* _Problems to work on_:
a: In the Reznikov biography, what brokerage company did Reznikov co-found during his last year of university?
b: Retype a passage from the Reznikov biography, beginning at the words "From 1984 to" and stopping after "87358 at Novohrad-Volynskyi.".

* _Selection_:
- - - -

From 1984 to 1986, Reznikov served in the Soviet Air Forces, serving with the 806th Bombardment Aviation Regiment at Lutsk and Military Unit 87358 at Novohrad-Volynskyi.

Reznikov attended Lviv University, receiving a master's degree with honours in Law in 1991. During his university years, Reznikov actively participated in student life: he won the Law Student Olympics across the Ukrainian SSR in the individual and team competitions and represented Ukraine at the Law Student Olympics across the Soviet Union.

In addition to Ukrainian, Reznikov is fluent in Russian, English, and Polish.

Career

Professional career 
Reznikov's professional career began during his last year of university, when he co-founded the brokerage company Galicia Securities. Between 1999 and 2002, he served as the Deputy Head of the Ukrainian Legislation Centre in Kyiv. He also established Pravis law firm (later Reznikov, Vlasenko and Partners), which, in 2006, merged with the law firm Magister and Partners to become Magisters.

In 2009 and 2010, Magisters won the Chambers Europe Award. In 2010, British magazine The Lawyer named Magisters the best law firm in Russia and the CIS. In 2011, Magisters was subject of a friendly takeover by Egorov, Puginsky, Afanasiev and Partners, an international group with offices in London, Moscow, Saint Petersburg, Kyiv, Minsk and Washington, D.C. Until 3 July 2014, Reznikov headed the Department for Disputes and served as General Counsel of Egorov, Puginsky, Afanasiev and Partners.

- - - -

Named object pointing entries
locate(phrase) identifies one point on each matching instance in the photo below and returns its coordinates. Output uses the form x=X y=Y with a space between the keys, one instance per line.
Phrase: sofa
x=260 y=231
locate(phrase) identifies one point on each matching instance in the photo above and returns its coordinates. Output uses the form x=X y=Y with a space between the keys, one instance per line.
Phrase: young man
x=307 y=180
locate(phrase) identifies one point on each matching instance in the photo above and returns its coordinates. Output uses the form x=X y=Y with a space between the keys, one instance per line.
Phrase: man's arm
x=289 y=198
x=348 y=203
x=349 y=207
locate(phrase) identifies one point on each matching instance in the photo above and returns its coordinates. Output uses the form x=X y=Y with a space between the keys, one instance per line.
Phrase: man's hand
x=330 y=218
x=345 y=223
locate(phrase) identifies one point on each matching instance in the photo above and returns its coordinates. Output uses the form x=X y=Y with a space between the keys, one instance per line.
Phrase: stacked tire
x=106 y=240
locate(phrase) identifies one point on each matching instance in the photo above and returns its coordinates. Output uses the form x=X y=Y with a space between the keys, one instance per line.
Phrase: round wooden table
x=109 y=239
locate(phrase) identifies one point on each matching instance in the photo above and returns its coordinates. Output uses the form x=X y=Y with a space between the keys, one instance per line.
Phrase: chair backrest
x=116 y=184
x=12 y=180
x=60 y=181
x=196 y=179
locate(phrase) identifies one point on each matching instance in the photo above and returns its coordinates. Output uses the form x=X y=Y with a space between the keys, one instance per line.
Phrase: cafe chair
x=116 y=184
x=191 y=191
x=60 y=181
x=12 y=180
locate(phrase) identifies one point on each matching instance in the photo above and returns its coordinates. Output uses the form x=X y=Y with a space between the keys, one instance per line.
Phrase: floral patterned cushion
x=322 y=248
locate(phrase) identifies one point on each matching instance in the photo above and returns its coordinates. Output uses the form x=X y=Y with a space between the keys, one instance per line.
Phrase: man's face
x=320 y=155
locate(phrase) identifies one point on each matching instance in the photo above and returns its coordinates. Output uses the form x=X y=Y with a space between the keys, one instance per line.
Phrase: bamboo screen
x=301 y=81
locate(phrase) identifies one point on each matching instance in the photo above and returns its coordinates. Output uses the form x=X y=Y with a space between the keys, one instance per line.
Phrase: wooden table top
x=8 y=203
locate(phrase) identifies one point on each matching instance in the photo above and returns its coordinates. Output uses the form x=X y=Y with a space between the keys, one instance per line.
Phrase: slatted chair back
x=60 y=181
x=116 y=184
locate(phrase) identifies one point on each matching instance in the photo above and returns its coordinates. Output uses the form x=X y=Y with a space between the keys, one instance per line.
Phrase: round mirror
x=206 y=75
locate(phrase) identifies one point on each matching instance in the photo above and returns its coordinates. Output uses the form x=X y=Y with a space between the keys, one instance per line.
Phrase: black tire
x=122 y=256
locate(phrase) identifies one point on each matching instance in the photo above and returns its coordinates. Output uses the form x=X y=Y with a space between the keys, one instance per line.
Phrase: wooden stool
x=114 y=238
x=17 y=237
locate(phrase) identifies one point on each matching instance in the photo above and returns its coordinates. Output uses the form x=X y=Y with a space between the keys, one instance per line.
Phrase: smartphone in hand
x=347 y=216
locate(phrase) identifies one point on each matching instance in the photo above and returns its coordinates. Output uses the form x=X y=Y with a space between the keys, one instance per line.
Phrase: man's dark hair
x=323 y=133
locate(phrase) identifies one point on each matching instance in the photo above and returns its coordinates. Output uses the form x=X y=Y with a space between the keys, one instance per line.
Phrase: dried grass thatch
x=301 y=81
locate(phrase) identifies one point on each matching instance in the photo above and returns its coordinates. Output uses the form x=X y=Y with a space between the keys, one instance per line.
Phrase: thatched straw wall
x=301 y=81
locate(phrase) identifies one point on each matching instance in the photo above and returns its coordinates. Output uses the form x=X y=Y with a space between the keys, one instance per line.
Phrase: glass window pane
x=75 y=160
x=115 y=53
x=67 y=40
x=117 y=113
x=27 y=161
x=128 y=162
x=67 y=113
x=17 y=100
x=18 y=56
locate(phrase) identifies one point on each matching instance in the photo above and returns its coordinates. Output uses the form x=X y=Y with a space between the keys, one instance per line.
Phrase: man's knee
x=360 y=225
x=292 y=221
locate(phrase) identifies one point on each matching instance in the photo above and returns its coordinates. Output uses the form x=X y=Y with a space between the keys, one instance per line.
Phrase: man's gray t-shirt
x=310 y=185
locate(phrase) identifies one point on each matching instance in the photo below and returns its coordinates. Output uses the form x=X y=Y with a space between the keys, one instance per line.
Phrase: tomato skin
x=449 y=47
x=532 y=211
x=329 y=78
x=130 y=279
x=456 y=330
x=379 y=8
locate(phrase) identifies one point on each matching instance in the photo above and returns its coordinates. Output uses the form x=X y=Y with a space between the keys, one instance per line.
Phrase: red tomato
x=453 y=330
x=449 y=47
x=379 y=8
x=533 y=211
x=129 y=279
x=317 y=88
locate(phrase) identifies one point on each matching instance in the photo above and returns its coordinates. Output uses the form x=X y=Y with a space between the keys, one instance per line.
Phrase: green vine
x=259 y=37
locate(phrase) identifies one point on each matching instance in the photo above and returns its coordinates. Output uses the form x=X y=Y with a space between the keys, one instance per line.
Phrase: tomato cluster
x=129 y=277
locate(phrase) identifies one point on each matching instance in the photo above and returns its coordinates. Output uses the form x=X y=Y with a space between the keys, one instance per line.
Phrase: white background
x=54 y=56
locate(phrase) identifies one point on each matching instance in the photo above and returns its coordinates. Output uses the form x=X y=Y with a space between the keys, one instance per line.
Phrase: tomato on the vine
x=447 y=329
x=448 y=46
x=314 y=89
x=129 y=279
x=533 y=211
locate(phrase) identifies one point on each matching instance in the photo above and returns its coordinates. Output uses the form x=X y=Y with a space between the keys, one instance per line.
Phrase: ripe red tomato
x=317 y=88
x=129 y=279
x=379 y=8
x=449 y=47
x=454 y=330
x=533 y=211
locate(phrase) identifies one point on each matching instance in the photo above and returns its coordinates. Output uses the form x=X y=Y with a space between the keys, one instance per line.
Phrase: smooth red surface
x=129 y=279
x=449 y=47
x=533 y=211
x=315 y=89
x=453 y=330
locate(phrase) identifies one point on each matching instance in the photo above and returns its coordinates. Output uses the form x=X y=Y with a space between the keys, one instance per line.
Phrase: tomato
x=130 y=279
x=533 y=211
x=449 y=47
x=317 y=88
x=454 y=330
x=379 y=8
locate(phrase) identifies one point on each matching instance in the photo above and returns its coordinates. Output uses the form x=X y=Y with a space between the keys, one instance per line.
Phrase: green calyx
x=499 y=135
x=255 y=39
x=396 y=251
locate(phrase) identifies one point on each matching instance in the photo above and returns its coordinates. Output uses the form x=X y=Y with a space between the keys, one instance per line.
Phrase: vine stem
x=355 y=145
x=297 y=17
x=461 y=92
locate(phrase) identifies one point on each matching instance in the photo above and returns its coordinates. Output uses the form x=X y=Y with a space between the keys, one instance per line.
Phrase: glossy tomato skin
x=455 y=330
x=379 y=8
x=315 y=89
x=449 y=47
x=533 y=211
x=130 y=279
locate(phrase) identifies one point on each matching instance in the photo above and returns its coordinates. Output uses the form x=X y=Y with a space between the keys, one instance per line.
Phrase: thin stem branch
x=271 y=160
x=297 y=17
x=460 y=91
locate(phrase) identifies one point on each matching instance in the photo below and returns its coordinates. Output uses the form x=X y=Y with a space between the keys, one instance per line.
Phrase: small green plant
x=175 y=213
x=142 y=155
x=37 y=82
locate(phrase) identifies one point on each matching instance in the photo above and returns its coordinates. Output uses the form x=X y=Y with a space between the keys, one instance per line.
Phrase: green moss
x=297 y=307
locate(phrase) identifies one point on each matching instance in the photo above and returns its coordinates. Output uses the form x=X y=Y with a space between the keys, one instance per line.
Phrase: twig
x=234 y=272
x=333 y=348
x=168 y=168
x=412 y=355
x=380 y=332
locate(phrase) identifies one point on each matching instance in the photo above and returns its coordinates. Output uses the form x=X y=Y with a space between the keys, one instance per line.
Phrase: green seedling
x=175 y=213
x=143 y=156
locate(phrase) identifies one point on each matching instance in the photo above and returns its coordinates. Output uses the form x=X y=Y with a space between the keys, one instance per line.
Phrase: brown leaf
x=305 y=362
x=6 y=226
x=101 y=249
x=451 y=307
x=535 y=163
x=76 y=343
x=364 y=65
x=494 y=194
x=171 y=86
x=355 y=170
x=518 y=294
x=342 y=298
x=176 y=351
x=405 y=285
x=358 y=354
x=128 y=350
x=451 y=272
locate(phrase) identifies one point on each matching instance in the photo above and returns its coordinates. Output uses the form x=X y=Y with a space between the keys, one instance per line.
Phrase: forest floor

- - - -

* _Task solutions_:
a: Galicia Securities

b:
From 1984 to 1986, Reznikov served in the Soviet Air Forces, serving with the 806th Bombardment Aviation Regiment at Lutsk and Military Unit 87358 at Novohrad-Volynskyi.